--- What you will do ---
The entries are to be repeated exactly, with all pictures omitted.

--- Data supplied ---
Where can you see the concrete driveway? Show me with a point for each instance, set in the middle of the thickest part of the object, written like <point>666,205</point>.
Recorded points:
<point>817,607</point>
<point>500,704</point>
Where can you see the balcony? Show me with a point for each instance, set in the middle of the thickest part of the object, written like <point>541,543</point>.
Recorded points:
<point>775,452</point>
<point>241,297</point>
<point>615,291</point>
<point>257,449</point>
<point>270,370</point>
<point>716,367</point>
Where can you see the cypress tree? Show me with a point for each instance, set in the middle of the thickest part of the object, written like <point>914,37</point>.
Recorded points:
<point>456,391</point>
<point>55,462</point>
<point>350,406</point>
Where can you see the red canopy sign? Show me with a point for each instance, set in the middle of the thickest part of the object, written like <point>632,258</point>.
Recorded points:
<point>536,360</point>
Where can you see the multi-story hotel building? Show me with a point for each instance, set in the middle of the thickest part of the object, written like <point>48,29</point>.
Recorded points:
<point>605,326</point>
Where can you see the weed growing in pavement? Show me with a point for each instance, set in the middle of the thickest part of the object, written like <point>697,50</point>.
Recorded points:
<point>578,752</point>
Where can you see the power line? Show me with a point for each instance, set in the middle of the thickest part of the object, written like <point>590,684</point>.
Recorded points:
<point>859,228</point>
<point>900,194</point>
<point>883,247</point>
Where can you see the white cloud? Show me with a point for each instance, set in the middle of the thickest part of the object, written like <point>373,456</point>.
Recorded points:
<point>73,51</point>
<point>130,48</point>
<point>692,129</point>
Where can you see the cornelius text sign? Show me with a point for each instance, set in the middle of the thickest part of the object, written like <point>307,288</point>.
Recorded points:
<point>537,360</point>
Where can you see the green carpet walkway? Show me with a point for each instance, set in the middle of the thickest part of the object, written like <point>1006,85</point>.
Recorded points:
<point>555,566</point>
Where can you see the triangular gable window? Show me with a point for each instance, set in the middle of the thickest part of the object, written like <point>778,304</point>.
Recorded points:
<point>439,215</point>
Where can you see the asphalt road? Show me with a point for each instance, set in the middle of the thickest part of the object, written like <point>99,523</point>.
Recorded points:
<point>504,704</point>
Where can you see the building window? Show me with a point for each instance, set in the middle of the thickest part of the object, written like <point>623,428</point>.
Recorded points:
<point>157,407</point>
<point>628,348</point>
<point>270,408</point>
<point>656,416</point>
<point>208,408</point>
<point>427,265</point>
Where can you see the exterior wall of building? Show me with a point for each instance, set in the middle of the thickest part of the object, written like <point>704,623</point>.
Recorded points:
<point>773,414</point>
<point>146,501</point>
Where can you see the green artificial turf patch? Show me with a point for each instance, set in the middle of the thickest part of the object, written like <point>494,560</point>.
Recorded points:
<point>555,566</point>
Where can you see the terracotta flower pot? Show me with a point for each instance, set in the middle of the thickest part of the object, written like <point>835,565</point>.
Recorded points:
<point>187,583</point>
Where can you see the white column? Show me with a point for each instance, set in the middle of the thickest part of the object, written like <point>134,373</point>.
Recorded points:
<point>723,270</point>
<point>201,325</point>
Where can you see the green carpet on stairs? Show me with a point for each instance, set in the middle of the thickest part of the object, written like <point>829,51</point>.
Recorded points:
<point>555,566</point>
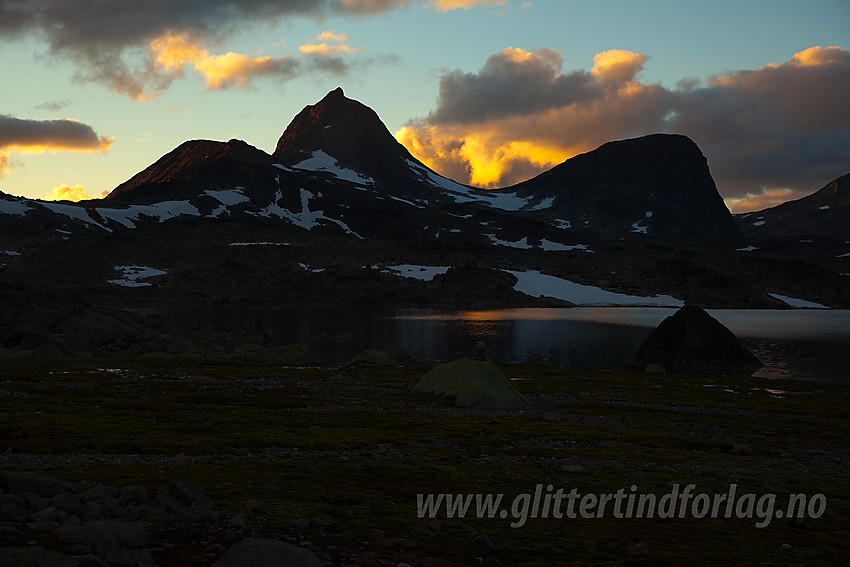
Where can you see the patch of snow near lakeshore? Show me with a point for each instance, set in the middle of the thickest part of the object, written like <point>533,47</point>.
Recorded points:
<point>309,269</point>
<point>422,273</point>
<point>521,244</point>
<point>535,284</point>
<point>228,196</point>
<point>132,275</point>
<point>543,204</point>
<point>549,246</point>
<point>13,207</point>
<point>798,303</point>
<point>320,161</point>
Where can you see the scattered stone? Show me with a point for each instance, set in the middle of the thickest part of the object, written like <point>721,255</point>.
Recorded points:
<point>741,449</point>
<point>340,512</point>
<point>693,341</point>
<point>265,552</point>
<point>637,549</point>
<point>473,383</point>
<point>373,534</point>
<point>484,543</point>
<point>430,524</point>
<point>255,506</point>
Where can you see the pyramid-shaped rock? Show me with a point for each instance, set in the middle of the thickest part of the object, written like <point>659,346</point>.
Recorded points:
<point>473,383</point>
<point>691,340</point>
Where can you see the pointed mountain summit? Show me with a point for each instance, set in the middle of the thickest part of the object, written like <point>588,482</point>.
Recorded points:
<point>823,214</point>
<point>341,135</point>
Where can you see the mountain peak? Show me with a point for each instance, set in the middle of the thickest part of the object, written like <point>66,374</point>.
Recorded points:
<point>333,125</point>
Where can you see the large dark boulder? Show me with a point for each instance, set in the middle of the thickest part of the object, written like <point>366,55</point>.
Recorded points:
<point>691,340</point>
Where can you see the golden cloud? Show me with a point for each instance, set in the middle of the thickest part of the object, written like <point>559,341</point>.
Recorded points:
<point>618,65</point>
<point>67,192</point>
<point>782,127</point>
<point>171,52</point>
<point>323,48</point>
<point>448,5</point>
<point>31,137</point>
<point>761,200</point>
<point>503,146</point>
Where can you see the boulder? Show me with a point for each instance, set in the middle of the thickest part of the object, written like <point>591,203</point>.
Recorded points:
<point>691,340</point>
<point>473,383</point>
<point>265,552</point>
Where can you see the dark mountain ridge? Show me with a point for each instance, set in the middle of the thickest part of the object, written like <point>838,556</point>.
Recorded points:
<point>825,214</point>
<point>338,168</point>
<point>658,187</point>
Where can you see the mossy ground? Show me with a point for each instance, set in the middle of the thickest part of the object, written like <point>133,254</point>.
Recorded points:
<point>361,438</point>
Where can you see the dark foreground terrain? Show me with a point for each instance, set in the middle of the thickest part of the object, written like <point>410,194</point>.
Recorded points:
<point>173,461</point>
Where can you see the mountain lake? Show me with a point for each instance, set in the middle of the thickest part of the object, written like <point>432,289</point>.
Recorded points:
<point>804,344</point>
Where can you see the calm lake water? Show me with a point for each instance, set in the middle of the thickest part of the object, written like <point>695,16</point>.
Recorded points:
<point>801,344</point>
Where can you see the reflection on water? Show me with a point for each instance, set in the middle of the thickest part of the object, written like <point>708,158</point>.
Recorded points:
<point>799,344</point>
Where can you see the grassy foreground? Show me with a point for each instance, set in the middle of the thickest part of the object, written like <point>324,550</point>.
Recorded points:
<point>350,448</point>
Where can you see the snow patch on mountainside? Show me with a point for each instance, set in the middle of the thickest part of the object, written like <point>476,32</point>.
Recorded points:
<point>306,219</point>
<point>228,196</point>
<point>421,273</point>
<point>522,243</point>
<point>797,303</point>
<point>550,246</point>
<point>535,284</point>
<point>132,274</point>
<point>13,207</point>
<point>160,211</point>
<point>320,161</point>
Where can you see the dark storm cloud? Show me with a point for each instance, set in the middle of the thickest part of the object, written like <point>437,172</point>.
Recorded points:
<point>59,134</point>
<point>36,136</point>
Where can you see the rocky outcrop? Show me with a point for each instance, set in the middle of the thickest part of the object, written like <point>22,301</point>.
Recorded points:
<point>649,190</point>
<point>691,340</point>
<point>824,214</point>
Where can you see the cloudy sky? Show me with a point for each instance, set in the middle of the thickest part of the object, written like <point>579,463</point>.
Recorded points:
<point>488,92</point>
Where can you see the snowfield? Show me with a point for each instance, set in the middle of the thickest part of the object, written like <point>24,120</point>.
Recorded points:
<point>535,284</point>
<point>797,303</point>
<point>421,273</point>
<point>320,161</point>
<point>132,274</point>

--- Task answer ---
Where can you see the concrete driveway? Show me with a point for each instance, set in the middle of the thickest part of the object, written like <point>666,205</point>.
Recorded points:
<point>817,607</point>
<point>500,704</point>
Where can you see the balcony? Show me with a point for each instance, set in the middle of the thickest part of the object, written like <point>541,543</point>.
Recorded points:
<point>775,452</point>
<point>241,297</point>
<point>615,291</point>
<point>257,449</point>
<point>270,370</point>
<point>716,367</point>
Where can you see the cypress tree? Show me with a point for each instance, set in the middle of the thickest part of the object, written like <point>914,37</point>.
Recorded points:
<point>456,391</point>
<point>55,462</point>
<point>350,406</point>
Where can you see the red canopy sign? Show me with a point for each instance, set in the middle of the thickest part of the object, written like <point>632,258</point>.
Recorded points:
<point>536,360</point>
Where can you see the multi-story hotel building? Show me with a point for each instance, set in the middle of the thickest part of the object, written like <point>48,29</point>.
Recorded points:
<point>605,326</point>
Where can you see the weed growing in pavement? Show me with a point for each instance, set in the middle of the thickest part of the object, written like <point>697,50</point>.
Recorded points:
<point>578,752</point>
Where can you see the power line? Show me with a point for each instance, set in the middle of the thickest part of the object, written like <point>590,684</point>.
Recorded points:
<point>859,228</point>
<point>900,194</point>
<point>883,247</point>
Where can you see the white cloud? Show me with a point for each instance, set in the middle of the thickest part of the object, written like <point>373,456</point>.
Recorded points:
<point>73,51</point>
<point>130,48</point>
<point>692,129</point>
Where can you see the cornelius text sign? Show me with a point for each instance, set in the middle of the thickest part of the object, written like <point>307,288</point>.
Recorded points:
<point>537,360</point>
Where can you see the green carpet walkway? Show me with a point for each instance, set in the middle of the thickest part of the object, written like <point>1006,85</point>.
Recorded points:
<point>555,566</point>
Where can you see the triangular gable window? Show me with a point for each instance, set in the middle of the thickest part of the object, written like <point>778,304</point>.
Recorded points:
<point>439,215</point>
Where can you see the asphalt road? Show me with a point for each instance, set in the middle of the thickest part of the object, written like <point>99,523</point>.
Recorded points:
<point>504,704</point>
Where can you see the building window? Show me with a point for each instance, set in the middle of the thickest part of the object, written like <point>623,428</point>.
Recorded points:
<point>157,407</point>
<point>628,348</point>
<point>270,408</point>
<point>656,416</point>
<point>208,408</point>
<point>427,265</point>
Where can you see the exterior wall of building? Show me with a point for each instance, set in the middle of the thickest part of the object, written like <point>704,623</point>.
Recorded points:
<point>773,414</point>
<point>146,501</point>
Where can you see the green artificial turf patch? Show me with a point for each instance, set in the middle of the thickest part of the object, written like <point>494,560</point>.
Recorded points:
<point>555,566</point>
Where can you see the terracotta flower pot? Show me with a point for each instance, set in the middle of the thickest part of the object, written like <point>835,565</point>.
Recorded points:
<point>187,583</point>
Where can you see the white column? Show me with a point for each instance, set in the middle of the thickest part of the object, written like <point>134,373</point>.
Recorded points:
<point>723,270</point>
<point>201,325</point>
Where can you see the green carpet on stairs? Show me with a point for each instance, set in the middle of the thickest part of the object, written like <point>829,51</point>.
Recorded points:
<point>555,566</point>
Where can you see the patch of snow near lakeshore? Show me with a point for each instance, set in the middle of the thickest part of the object, written like <point>533,47</point>.
Recorded points:
<point>309,269</point>
<point>422,273</point>
<point>521,244</point>
<point>535,284</point>
<point>228,196</point>
<point>132,275</point>
<point>543,204</point>
<point>549,246</point>
<point>13,207</point>
<point>798,303</point>
<point>320,161</point>
Where can you see the scattered stone? Show me with a point for each instance, set in the middle of the thickest part of the object, written like <point>721,255</point>.
Recorded points:
<point>741,449</point>
<point>340,512</point>
<point>693,341</point>
<point>265,552</point>
<point>637,549</point>
<point>473,383</point>
<point>373,534</point>
<point>484,543</point>
<point>430,524</point>
<point>255,506</point>
Where can you see the pyramid-shaped rock? Show me with a point for each instance, set in the middle of the thickest part of the object, written like <point>659,346</point>.
Recorded points:
<point>473,383</point>
<point>691,340</point>
Where can you see the pointed mountain summit? Show me with a point for each instance, set in the middle of the thickest part of the object, written like <point>588,482</point>.
Recorded points:
<point>823,214</point>
<point>341,135</point>
Where can you see the mountain peak? Show me with a point for each instance, set in the middle of the thickest part of the object, written like <point>66,374</point>.
Recorded points:
<point>333,125</point>
Where can you see the large dark boulder? Show me with a point for each instance, set in the middle of the thickest part of the object, written like <point>366,55</point>.
Recorded points:
<point>691,340</point>
Where can you see the golden cloud? Show me with a point for each instance, set in the middle of the thickest part of the object, written like <point>559,341</point>.
Recorded points:
<point>618,65</point>
<point>67,192</point>
<point>782,127</point>
<point>171,52</point>
<point>323,48</point>
<point>448,5</point>
<point>31,137</point>
<point>761,200</point>
<point>503,146</point>
Where can you see the boulder? Show me with a point for each instance, set in the middle of the thickest part of the object, written like <point>591,203</point>.
Recorded points:
<point>691,340</point>
<point>473,383</point>
<point>265,552</point>
Where can you see the dark mountain ridge? Show me with a point for each instance, set in the middle of the thickest part of the object, written like <point>838,556</point>.
Recorded points:
<point>825,214</point>
<point>338,168</point>
<point>658,187</point>
Where can you see the mossy ground? Show me with a point for each instance, set in the middle of the thickest part of the object, written like <point>133,254</point>.
Recorded points:
<point>361,438</point>
Where can you see the dark foreground terrain? Show me with a point for each instance, set in the middle of the thickest part of the object, written like <point>410,194</point>.
Recorded points:
<point>173,461</point>
Where can you see the mountain lake? Show me with a point for each instance, set in the middle of the thickest part of the object, written like <point>432,289</point>.
Recorded points:
<point>804,344</point>
Where can you see the calm lake water? Show me with a point for each instance, set in the middle of the thickest part of the object, written like <point>695,16</point>.
Recorded points:
<point>801,344</point>
Where can you see the reflection on water? Show me with a point for each instance, set in the middle of the thickest part of the object, written like <point>708,158</point>.
Recorded points:
<point>799,344</point>
Where can you see the grassy foreground? Show me with a point for each instance, set in the middle of the thickest part of the object, written like <point>324,550</point>.
Recorded points:
<point>350,448</point>
Where can you see the snow patch on mountainside? Show me with a point for each instance, set in the middle of the thickest part of the object, written like <point>476,32</point>.
Recorded points:
<point>306,219</point>
<point>228,196</point>
<point>421,273</point>
<point>522,243</point>
<point>797,303</point>
<point>550,246</point>
<point>535,284</point>
<point>132,274</point>
<point>13,207</point>
<point>160,211</point>
<point>320,161</point>
Where can you see the dark storm cloud? Show me with a point for each instance, set in the middle of the thickest part of the object, written like <point>437,172</point>.
Recorded points:
<point>59,134</point>
<point>36,136</point>
Where can you see the rocky outcrop? Show me with a point for each instance, set in the middle of the thickest part of the object, written like <point>22,301</point>.
Recorded points:
<point>649,190</point>
<point>691,340</point>
<point>824,214</point>
Where can you see the cloudy sky? Show me with a point for each instance, set in the middle of the thickest part of the object, written like <point>579,463</point>.
Recorded points:
<point>488,92</point>
Where can you see the snowfield? Show me with a point for each instance, set in the middle of the thickest part of the object, written like <point>24,120</point>.
Recorded points:
<point>535,284</point>
<point>797,303</point>
<point>421,273</point>
<point>320,161</point>
<point>132,274</point>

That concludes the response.